THE REQUEST: Turn each line of the material below into a JSON array of strings, one string per line, with blank lines omitted.

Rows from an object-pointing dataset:
************
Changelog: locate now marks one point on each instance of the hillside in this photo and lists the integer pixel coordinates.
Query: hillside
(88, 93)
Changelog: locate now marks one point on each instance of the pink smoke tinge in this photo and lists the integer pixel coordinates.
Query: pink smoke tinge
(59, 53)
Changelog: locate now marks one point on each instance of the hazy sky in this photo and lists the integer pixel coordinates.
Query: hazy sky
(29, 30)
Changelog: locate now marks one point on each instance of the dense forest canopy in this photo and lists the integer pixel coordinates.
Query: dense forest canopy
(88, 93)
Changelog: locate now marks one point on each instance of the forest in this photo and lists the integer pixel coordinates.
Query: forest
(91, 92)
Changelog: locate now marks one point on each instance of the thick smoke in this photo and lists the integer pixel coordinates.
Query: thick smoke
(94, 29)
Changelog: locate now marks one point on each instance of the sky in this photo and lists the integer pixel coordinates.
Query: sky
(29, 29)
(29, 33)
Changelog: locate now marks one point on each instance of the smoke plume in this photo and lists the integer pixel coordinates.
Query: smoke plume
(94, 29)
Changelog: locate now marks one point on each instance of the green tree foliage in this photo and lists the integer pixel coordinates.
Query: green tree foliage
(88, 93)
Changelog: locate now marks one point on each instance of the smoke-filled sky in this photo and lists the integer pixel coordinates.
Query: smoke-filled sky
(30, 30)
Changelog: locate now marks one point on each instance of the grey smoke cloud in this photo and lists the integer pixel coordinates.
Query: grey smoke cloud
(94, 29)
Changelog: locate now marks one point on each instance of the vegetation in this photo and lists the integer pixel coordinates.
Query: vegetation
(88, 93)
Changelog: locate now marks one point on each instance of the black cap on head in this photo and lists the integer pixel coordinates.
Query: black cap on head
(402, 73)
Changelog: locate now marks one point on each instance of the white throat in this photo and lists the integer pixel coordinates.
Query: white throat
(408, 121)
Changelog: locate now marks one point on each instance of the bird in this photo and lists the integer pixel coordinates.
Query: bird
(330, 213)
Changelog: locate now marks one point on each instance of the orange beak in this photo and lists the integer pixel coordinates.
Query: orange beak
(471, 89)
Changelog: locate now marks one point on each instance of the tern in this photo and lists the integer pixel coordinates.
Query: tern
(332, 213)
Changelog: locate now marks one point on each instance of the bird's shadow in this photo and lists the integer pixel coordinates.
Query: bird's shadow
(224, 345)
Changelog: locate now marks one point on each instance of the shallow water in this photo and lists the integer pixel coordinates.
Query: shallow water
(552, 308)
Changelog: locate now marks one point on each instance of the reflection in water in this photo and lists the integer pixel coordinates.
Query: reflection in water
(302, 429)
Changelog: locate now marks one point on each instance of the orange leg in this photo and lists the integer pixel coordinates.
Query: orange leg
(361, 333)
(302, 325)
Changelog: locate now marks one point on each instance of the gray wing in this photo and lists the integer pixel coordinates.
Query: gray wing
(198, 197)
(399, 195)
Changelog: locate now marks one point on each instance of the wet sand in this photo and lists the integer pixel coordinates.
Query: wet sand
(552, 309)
************
COMPLETED EXERCISE:
[
  "Changelog: locate now marks one point on each instance of the hillside in this photo and lists the integer pixel coordinates.",
  "Query: hillside",
  "(88, 93)",
  "Changelog: locate now marks one point on each instance of the pink smoke tinge in this photo and lists the integer pixel coordinates.",
  "Query: pink smoke tinge",
  "(59, 53)",
  "Changelog: locate now marks one point on each instance of the hazy sky in this photo and lists the integer pixel coordinates.",
  "Query: hazy sky",
  "(29, 30)",
  "Changelog: locate now marks one point on each instance of the dense forest canopy in this photo and lists the integer pixel coordinates.",
  "Query: dense forest canopy",
  "(88, 93)",
  "Changelog: locate now marks one point on each instance of the forest in this photo and lists the integer pixel coordinates.",
  "Query: forest",
  "(91, 92)",
  "Changelog: locate now marks one point on each instance of the thick smoke in this photo and lists the integer pixel coordinates.",
  "Query: thick smoke",
  "(94, 29)",
  "Changelog: locate now marks one point on each instance of the sky in this photo and lists the integer pixel coordinates.",
  "Query: sky",
  "(29, 29)",
  "(29, 33)",
  "Changelog: locate now marks one point on each instance of the smoke plume in this photo and lists the integer pixel coordinates.",
  "Query: smoke plume",
  "(94, 29)",
  "Changelog: locate now marks one point on each instance of the green tree foliage in this photo and lists the integer pixel coordinates.",
  "Query: green tree foliage",
  "(88, 93)",
  "Changelog: locate now marks one point on each instance of the smoke-filled sky in this photo and lists the integer pixel coordinates.",
  "Query: smoke-filled sky",
  "(30, 30)",
  "Changelog: locate now marks one point on each instance of the grey smoke cloud in this photo and lists the integer pixel coordinates.",
  "Query: grey smoke cloud",
  "(94, 29)",
  "Changelog: locate now marks one point on each instance of the vegetation in this photo and lists the integer pixel coordinates.",
  "Query: vegetation",
  "(88, 93)",
  "Changelog: locate now marks one point on each instance of the black cap on head in this photo and lists the integer pixel coordinates.",
  "Query: black cap on head",
  "(402, 73)",
  "Changelog: locate now marks one point on each instance of the white throat in this photo and lists the integer pixel coordinates.",
  "Query: white throat",
  "(408, 121)",
  "Changelog: locate now marks one point on each instance of the bird in this photo and lists the integer pixel coordinates.",
  "Query: bird",
  "(330, 213)",
  "Changelog: locate now marks one point on each instance of the orange beak in this photo and lists the integer pixel coordinates.",
  "Query: orange beak",
  "(471, 89)",
  "Changelog: locate now marks one point on each instance of the tern in this photo and lists the integer pixel coordinates.",
  "Query: tern",
  "(332, 213)",
  "Changelog: locate now marks one point on each instance of the bird's shadow in this photo and lists the integer pixel coordinates.",
  "Query: bird's shadow",
  "(224, 345)",
  "Changelog: locate now marks one point on each instance of the shallow water in this photo and lists the integer pixel coordinates.",
  "Query: shallow water",
  "(552, 308)",
  "Changelog: locate now marks one point on each instance of the reflection in water in this photo and lists the integer pixel coordinates.",
  "Query: reflection in water",
  "(302, 429)",
  "Changelog: locate now marks one point on each instance of the orange leg in this photo and lists the integer pixel coordinates.",
  "Query: orange leg",
  "(361, 333)",
  "(302, 325)",
  "Changelog: locate now marks one point on each instance of the gray wing in this photo and lists the integer pixel coordinates.",
  "Query: gray wing",
  "(198, 197)",
  "(399, 195)",
  "Changelog: locate now marks one point on each instance of the wet sand in this photo and lists the integer pixel coordinates.",
  "Query: wet sand",
  "(552, 309)"
]